**Teks yang Diberikan**
--- --- ---
Pasangan lainnya, Mitha 30) dan Putra (37), bukan nama sebenarnya, juga telah memeutuskan untuk tidak mempunyai anak sejak pacaran. Kesamaan tujuan itu yang menyatukan mereka dalam pernikahan yang telah berjalan 3 tahun. Seringkali, keputusan itu memang berbenturan dengan pandangan umum yang menganggap bahwa mereka egois karena tidak ingin mempunyai anak. “Tubuh perempuan menjadi domain di mana anak dilahirkan. Keputusannya harus dipegang perempuan itu. Tetapi masyarakat terkonstruksi bahwa tubuh perempuan boleh diapa-apain. Kesannya, tubuh itu bukan milik pribadi, tetapi masyarakat. Keputusan harus di tangan yang punya badan. Namun, sayangnya, tidak dikembalikan ke yang punya badan. Aku belajar itu dan merasa nyaman dengan apapun keputusan yang aku ambil”, kata Mitha, seorang dosen.  

4. Panggilan Hidup

Makin banyak jumlah pasangan yang tidak mau punya anak sejak lima tahun terakhir, menurut Psikolog Liza Marielly Djaprie menjadi bagian dari teori belajar sosial. Ketika banyak pasangan memilih untuk tidak punya anak, semakin banyak orang yang akan mengadopsi pemebelajaran itu. Seiring perkembangan zaman, perempuan menemukan pilihan hidup yang lain, tidak harus melahirkan.
--- --- ---
**Cuplikan dataset anotasi lokasi**
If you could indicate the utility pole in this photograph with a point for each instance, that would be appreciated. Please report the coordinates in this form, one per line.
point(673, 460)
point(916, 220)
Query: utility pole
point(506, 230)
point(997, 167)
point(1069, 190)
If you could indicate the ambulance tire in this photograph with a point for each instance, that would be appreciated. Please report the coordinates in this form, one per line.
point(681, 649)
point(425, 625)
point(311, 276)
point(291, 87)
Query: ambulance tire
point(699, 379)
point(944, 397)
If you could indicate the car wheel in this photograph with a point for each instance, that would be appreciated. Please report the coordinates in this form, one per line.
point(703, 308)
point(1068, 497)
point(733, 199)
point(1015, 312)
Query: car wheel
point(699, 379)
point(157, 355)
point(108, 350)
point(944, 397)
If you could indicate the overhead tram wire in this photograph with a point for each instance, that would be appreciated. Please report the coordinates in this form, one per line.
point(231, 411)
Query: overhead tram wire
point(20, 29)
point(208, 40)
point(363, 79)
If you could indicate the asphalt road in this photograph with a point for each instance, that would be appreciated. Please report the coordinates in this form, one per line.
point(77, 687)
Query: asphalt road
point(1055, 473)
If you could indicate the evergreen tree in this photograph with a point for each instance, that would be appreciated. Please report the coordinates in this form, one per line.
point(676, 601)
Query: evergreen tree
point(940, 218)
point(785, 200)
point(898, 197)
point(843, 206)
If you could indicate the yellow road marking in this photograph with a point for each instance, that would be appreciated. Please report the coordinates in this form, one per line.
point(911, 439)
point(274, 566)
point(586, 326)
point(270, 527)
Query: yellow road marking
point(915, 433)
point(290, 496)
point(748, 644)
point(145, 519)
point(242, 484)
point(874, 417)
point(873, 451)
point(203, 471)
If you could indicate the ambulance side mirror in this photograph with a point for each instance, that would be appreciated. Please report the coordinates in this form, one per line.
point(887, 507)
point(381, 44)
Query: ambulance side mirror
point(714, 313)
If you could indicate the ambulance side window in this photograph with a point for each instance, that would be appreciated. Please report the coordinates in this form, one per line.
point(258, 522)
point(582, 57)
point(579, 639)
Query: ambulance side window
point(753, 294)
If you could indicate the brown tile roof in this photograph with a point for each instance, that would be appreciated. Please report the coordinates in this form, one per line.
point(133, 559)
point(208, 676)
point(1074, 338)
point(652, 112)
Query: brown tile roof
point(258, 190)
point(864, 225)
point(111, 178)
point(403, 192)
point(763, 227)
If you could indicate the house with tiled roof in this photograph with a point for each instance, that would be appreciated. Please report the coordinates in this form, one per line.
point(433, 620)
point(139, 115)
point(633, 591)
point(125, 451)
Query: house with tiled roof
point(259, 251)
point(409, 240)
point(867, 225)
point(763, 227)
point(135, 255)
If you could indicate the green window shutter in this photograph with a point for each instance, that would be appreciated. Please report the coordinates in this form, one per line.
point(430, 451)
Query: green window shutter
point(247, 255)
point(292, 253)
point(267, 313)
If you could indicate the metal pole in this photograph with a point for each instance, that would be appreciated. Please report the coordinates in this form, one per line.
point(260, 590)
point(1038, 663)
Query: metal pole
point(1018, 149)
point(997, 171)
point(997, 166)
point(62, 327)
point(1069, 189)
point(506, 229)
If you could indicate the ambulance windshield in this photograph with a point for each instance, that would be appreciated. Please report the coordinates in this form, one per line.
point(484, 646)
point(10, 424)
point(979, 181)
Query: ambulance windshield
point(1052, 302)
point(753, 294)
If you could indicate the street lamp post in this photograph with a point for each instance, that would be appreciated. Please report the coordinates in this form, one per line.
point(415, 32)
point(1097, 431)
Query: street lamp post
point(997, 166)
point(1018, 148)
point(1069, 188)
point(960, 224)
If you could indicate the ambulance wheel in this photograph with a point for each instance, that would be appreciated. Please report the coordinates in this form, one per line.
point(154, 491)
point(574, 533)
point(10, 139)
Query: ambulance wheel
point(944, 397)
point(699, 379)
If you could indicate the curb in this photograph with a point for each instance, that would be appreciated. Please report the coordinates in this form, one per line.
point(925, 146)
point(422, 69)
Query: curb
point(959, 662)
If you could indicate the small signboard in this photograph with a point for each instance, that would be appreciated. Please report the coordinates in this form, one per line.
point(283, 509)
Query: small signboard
--- --- ---
Kutip utuh teks tentang pasangan yang memilih tidak memiliki anak, dari kalimat pertama sampai kalimat terakhir.

Pasangan lainnya, Mitha 30) dan Putra (37), bukan nama sebenarnya, juga telah memeutuskan untuk tidak mempunyai anak sejak pacaran. Kesamaan tujuan itu yang menyatukan mereka dalam pernikahan yang telah berjalan 3 tahun. Seringkali, keputusan itu memang berbenturan dengan pandangan umum yang menganggap bahwa mereka egois karena tidak ingin mempunyai anak. “Tubuh perempuan menjadi domain di mana anak dilahirkan. Keputusannya harus dipegang perempuan itu. Tetapi masyarakat terkonstruksi bahwa tubuh perempuan boleh diapa-apain. Kesannya, tubuh itu bukan milik pribadi, tetapi masyarakat. Keputusan harus di tangan yang punya badan. Namun, sayangnya, tidak dikembalikan ke yang punya badan. Aku belajar itu dan merasa nyaman dengan apapun keputusan yang aku ambil”, kata Mitha, seorang dosen.  

4. Panggilan Hidup

Makin banyak jumlah pasangan yang tidak mau punya anak sejak lima tahun terakhir, menurut Psikolog Liza Marielly Djaprie menjadi bagian dari teori belajar sosial. Ketika banyak pasangan memilih untuk tidak punya anak, semakin banyak orang yang akan mengadopsi pemebelajaran itu. Seiring perkembangan zaman, perempuan menemukan pilihan hidup yang lain, tidak harus melahirkan.